**SOURCE DOCUMENT**
-=-=-

Be proud of me. This is my 1st event flyer of 2016, and it’s August. This represents a huge sigh of relief. A difficult start I had this year, but I’m proud I was able to recover within the 12 months. It’s the Ishtar in me, I suppose. Can’t keep a woman down too long!
And so here’s my new project, Spoken Works. Why Spoken Works? Written words are the definition of a generation’s experience. In my experience, too many well-written words by exceptionally talented artists remain unshared because of personal barriers: shyness, terror of public speaking, fear of judgment. Knowing that, I asked myself, “What can be done to avert those challenges?” Then I asked, “What helped me?”
Group sharing in my Creative Writing courses. Discourse amongst colleagues in closed environments. Finding the right tribe, and sticking to them, because I can trust them. Those experiences helped me. When I had a home base for my sharing, I was not inhibited anymore.
This workshop program is part of my POP Pinellas venture, a grass-roots poet outreach program. To poet and to be a poet, to me, is one in the same. Just as people use “their” as a gender-neutral derivation, I use “poet” as a title-neutral derivation for those who write their truth down. Makes sense right? Instead of listing, oh I’m a poet, author, lyricist, short story writer, blahblahblah. I’m a poet.
And this wasn’t my original idea. From James Baldwin’s 1963 speech, “The Artist’s Struggle for Integrity”:
However arrogant this may sound, I want to suggest two propositions. The first one is that the poets (by which I mean all artists) are finally the only people who know the truth about us. Soldiers don’t. Statesmen don’t. Priests don’t. Union leaders don’t. Only poets. That’s my first proposition.

-=-=-

**DATA EXTRACT**

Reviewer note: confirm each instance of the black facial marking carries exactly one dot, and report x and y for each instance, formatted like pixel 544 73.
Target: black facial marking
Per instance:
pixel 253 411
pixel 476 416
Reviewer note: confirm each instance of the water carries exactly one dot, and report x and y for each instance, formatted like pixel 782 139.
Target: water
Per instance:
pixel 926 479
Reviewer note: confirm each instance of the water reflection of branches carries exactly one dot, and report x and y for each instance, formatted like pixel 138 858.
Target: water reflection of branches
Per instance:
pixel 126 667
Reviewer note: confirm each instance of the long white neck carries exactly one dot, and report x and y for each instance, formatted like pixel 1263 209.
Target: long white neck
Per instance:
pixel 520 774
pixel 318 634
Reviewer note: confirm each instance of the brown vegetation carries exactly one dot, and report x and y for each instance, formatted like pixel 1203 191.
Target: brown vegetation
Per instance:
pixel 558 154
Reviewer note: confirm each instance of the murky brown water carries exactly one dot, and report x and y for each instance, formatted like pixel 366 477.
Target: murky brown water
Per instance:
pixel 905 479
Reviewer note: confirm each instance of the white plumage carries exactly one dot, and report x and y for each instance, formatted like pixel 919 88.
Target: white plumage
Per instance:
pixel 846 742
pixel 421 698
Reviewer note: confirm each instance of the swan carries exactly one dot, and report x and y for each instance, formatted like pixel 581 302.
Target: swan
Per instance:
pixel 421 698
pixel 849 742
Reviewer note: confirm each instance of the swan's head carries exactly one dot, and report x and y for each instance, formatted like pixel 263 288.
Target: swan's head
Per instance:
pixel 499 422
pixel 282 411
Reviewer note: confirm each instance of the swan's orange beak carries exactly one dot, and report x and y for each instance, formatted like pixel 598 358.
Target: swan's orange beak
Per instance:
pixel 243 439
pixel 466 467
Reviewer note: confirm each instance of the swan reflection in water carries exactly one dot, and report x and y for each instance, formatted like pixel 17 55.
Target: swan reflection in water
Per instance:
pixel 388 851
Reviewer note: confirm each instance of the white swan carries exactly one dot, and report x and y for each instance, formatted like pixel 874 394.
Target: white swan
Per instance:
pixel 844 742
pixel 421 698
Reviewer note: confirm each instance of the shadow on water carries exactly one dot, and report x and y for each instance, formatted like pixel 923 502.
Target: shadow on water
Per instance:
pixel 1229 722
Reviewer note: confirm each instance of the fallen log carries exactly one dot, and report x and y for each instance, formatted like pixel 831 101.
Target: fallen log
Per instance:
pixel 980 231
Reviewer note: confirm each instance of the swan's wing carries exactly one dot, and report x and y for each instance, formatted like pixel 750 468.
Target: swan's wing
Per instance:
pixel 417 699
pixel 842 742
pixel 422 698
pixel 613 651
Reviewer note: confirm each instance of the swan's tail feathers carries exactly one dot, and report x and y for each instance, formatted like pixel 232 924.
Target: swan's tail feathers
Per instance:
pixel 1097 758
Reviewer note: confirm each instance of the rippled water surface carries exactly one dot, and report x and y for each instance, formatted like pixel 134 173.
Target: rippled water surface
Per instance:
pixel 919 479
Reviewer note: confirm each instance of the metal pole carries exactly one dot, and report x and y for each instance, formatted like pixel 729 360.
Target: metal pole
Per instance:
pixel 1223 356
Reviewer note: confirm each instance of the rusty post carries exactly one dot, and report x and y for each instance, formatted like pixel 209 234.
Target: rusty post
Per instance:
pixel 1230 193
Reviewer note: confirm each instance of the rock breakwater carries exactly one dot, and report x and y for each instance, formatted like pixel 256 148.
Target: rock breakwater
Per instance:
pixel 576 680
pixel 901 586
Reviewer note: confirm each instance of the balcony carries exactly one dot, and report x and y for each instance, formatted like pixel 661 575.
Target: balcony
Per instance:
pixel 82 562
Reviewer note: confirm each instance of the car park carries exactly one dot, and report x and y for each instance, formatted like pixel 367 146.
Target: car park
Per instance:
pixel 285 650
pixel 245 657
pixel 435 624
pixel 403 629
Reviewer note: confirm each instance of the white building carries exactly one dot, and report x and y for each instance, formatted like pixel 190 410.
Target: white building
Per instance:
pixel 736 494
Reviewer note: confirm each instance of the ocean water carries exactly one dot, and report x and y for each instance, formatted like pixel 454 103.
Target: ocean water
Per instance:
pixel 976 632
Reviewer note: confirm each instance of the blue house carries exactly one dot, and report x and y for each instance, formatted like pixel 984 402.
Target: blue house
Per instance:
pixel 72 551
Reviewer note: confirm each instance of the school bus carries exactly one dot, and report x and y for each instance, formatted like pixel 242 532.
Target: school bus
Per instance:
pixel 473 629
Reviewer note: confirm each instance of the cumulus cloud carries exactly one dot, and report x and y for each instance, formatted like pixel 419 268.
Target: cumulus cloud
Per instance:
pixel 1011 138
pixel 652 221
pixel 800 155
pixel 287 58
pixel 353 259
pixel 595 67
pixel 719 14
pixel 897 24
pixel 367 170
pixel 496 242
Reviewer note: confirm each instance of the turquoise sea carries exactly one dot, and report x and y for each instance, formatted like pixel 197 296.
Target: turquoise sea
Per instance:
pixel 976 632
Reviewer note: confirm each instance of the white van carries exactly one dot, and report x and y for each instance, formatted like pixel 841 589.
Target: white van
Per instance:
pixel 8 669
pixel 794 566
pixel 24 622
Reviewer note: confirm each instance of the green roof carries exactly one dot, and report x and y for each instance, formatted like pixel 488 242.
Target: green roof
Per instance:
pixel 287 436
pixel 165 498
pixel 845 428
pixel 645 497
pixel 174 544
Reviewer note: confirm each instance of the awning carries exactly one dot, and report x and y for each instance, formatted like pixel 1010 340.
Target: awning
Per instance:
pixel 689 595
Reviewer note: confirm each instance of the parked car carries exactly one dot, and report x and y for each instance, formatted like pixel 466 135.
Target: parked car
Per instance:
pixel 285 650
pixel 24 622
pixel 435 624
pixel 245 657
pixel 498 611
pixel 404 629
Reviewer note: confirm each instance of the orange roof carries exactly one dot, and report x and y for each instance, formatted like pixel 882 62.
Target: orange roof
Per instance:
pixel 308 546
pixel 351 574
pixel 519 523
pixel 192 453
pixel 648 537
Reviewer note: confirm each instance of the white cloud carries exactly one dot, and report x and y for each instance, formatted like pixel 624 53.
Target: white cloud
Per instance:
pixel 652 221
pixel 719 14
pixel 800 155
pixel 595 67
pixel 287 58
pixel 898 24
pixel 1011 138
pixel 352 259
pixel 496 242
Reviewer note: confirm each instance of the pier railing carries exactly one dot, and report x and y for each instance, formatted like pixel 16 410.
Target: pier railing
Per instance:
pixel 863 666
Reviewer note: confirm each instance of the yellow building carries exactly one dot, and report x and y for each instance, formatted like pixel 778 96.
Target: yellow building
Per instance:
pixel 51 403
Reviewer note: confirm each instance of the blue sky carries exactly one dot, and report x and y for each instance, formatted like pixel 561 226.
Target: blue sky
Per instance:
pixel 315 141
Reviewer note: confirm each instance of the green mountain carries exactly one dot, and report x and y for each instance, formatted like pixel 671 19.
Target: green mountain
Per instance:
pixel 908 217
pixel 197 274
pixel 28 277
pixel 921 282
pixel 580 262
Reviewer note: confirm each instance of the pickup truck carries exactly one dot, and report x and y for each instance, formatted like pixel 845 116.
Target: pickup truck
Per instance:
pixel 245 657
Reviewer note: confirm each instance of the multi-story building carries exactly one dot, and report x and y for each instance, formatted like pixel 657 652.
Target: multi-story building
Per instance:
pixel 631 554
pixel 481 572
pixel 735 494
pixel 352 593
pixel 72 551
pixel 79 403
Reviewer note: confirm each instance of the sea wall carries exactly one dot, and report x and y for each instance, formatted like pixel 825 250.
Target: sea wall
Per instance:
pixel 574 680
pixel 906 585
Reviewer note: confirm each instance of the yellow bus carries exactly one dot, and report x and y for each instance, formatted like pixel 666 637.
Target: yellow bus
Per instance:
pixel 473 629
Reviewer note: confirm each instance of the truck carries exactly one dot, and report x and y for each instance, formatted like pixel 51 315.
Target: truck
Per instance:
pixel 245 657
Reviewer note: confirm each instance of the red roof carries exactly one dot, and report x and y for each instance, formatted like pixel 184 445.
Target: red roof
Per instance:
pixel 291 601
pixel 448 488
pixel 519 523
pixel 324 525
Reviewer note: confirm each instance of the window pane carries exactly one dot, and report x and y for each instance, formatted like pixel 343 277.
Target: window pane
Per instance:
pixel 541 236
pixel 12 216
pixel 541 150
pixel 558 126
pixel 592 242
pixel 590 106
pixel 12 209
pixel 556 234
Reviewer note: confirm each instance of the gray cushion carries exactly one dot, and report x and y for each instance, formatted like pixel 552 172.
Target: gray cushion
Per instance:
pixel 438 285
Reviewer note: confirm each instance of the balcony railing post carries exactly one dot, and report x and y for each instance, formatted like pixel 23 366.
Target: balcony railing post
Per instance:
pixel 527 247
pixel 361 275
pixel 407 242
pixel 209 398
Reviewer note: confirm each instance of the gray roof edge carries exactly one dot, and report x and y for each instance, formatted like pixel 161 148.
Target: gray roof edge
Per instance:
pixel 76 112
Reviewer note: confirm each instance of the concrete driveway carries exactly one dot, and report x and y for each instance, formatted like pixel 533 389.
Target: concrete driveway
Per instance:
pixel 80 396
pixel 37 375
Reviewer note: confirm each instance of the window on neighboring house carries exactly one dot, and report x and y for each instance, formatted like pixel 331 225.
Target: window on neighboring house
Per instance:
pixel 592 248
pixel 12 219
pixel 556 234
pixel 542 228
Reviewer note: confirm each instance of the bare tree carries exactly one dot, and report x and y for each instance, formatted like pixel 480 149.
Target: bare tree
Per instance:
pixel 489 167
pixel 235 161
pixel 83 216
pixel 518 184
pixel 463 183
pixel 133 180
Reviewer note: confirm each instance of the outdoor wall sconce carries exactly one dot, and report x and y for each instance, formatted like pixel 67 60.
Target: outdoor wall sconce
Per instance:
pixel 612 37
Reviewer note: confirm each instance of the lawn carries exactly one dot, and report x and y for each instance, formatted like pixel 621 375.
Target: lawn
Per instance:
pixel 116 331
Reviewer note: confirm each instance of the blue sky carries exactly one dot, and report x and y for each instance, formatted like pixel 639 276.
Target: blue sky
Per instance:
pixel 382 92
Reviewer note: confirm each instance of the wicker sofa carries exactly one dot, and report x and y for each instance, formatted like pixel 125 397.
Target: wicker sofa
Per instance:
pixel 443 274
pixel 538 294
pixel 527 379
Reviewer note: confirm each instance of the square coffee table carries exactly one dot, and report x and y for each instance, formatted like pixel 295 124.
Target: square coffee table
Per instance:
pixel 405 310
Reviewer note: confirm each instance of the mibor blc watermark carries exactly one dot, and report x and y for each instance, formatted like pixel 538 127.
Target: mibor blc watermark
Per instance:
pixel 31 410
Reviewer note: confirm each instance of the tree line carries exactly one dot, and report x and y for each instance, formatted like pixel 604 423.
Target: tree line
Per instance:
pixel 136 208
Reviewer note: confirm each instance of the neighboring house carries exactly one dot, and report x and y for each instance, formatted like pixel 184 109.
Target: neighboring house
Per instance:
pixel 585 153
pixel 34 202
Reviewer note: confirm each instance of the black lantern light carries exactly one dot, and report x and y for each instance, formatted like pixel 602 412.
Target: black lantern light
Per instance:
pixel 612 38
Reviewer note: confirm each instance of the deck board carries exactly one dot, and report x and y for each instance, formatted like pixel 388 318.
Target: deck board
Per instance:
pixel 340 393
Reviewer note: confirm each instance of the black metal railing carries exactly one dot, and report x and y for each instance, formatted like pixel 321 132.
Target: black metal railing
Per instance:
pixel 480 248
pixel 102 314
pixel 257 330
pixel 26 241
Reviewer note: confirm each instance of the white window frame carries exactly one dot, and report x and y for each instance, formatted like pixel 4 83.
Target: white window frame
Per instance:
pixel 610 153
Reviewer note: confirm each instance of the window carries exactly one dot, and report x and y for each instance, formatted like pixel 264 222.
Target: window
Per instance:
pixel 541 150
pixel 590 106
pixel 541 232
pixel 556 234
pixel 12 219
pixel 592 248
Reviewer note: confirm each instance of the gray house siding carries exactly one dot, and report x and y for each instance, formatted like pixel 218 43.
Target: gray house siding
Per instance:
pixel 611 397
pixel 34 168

-=-=-

**WORK INSTRUCTIONS**
1. Answer these from the Spoken Works post:
(a) In what month did the writer make the first event flyer of 2016?
(b) What is the name of the grass-roots poet outreach program that the workshop belongs to?
(c) In what year did James Baldwin give the speech quoted?
2. In the Spoken Works post, rewrite the passage from "And this wasn’t" to "my first proposition.", swapping "Statesmen" for "Politicians".
3. Carry on the Spoken Works post from its last sentence.

**ANSWERS FOR THE TASKS**
1.
(a) August
(b) POP Pinellas
(c) 1963

2.
And this wasn’t my original idea. From James Baldwin’s 1963 speech, “The Artist’s Struggle for Integrity”:
However arrogant this may sound, I want to suggest two propositions. The first one is that the poets (by which I mean all artists) are finally the only people who know the truth about us. Soldiers don’t. Politicians don’t. Priests don’t. Union leaders don’t. Only poets. That’s my first proposition.

3.
Which, heads up, a review of James Baldwin is gonna be my next blog post because I’m absorbing his words right now. If you want to book club it, I just started “The Cross of Redemption” and am still reading through the speeches.
Questions? Comments? You know how to reach me. And check out POPPinellas.com when you have a moment. I haven’t officially launched it yet, but it’ll eventually be where I post about Spoken Works and other local projects.
Progress report on my awesome ‘do. I’ve got about an inch and change of growth since the buzz down. The curls are coming in really tight, yet still distinct – soft, wispy curls along the temples, thick twists cover the rest. There’s still the weird patch of hair that grows longer than the rest of the head.
The last time I cut my hair down, it grew back in bone straight, reflecting my maternal biology. This time, there isn’t a straight hair to be found, all coils!
What’s also growing in all nice and neat are white hairs. You know what? I think I’m gonna leave them alone. I kinda like the thought of entering my 40s with salt-and-pepper curls.
Been riding quite the wave this week. Got my spoken word workshop green-lighted, received positive responses from exhibit participants, and I’ve even lined up some local celebs to bring flair to my projects! Man, am I a lucky girl. Thanks for delivering, Universe.
On Thursday, my arty cohort and I traversed the local Joann Fabrics and Michaels stores. I needed to brainstorm. As per usual, I’m taking the most complicated route to satisfy a very simple project; in this case, trying to get my goddess apparel together for my November exhibit.
Still going with the Queen Puabi crown of course. As we perused row after row of notions and beadings and sheets of both paper and cloth, I realized yup! I’ve bitten off more than I can chew.
Here’s sketches of what I’ve designed. Found the “easy” dress pattern and some bamboo cross-stitch hoops to make a crown base. The key is to make the head gear as light as possible.
The dress? A yummy purple floor-length number with an empire waist. It’s not so much the cloth adornment as is the emphasis on jewelry. This is an elaborate crown, indeed, and so to compliment it, I’ve pulled down accents to the arms. As you’ll see there’s little anise-shaped stars that go along the crown which I’ll also make an armband of. And that elaborate strip of gold foil? I’ll have that carried down the other arm. At least this is what my ambition is coming up with; hopefully we’ll exceed expectations!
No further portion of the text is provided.